Directive: Find each line below that contains the word "query" and copy those lines out. Case counts, so uppercase and lowercase letters are treated as different.
◇ ◇ ◇ ◇ ◇
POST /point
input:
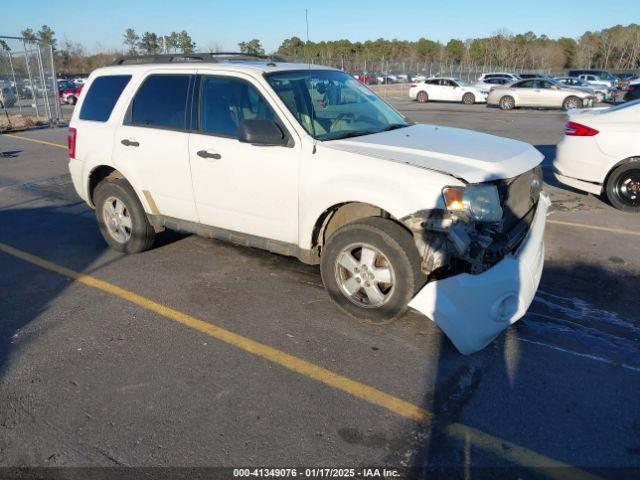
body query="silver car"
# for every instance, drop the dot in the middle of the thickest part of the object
(601, 92)
(539, 92)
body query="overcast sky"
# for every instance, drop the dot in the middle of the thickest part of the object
(100, 25)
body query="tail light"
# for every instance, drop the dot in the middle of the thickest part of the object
(574, 129)
(71, 142)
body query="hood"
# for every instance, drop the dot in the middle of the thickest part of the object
(464, 154)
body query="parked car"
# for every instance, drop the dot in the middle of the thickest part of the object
(596, 80)
(601, 92)
(633, 91)
(539, 92)
(510, 77)
(8, 97)
(487, 84)
(71, 94)
(600, 153)
(365, 78)
(446, 89)
(305, 161)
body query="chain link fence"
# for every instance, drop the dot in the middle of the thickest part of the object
(28, 85)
◇ ◇ ◇ ◇ ◇
Response:
body query="silver car"
body query="overcast sky"
body query="tail light"
body query="hood"
body query="parked car"
body query="chain link fence"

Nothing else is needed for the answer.